Work to complete
Go to the line that contains "of the bare" and extract it along with every line after it, exactly, through the end of the data below.

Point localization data
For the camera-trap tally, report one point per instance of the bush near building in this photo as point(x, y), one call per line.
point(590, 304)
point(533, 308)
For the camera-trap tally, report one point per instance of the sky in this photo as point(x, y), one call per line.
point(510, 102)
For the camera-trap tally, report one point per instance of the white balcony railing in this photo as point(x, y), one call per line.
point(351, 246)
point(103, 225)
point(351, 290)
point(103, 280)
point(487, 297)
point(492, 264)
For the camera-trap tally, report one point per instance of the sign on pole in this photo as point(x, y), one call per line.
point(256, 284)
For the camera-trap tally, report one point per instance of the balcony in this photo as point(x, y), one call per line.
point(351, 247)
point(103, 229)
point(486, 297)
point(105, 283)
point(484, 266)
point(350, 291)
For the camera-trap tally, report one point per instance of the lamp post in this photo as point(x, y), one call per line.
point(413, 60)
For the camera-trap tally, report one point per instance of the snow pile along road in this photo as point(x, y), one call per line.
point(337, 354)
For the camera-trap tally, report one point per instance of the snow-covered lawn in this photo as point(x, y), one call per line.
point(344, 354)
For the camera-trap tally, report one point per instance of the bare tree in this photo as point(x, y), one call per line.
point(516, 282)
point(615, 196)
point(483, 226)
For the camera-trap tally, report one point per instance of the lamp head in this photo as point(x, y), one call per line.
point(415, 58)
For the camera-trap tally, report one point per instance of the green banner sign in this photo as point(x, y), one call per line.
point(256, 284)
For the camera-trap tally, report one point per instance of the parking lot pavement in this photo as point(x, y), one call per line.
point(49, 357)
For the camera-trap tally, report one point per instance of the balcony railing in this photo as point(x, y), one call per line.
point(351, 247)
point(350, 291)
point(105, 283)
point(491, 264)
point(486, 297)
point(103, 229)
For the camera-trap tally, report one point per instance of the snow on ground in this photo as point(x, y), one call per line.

Result for this task
For the camera-trap tally, report one point per instance of the bare tree in this photo as point(x, y), one call per line.
point(516, 282)
point(615, 196)
point(483, 226)
For the camera-trap tally, report one point per instance of the lamp head in this photo as point(x, y), one call per line.
point(415, 58)
For the camera-trap tally, report one point per instance of the green banner sign in this photo as point(x, y), one call per line.
point(256, 284)
For the camera-trap tally, report one point per instance of the parking lot pavement in this photo as point(x, y), one call per line.
point(49, 357)
For the camera-trap tally, report one point per instance of the balcony railing in this photo as point(x, y), one call per line.
point(351, 247)
point(350, 291)
point(105, 283)
point(491, 264)
point(486, 297)
point(103, 229)
For the camera-trap tally, report one point per instance of the snow on ground in this photo as point(x, y), one call per line.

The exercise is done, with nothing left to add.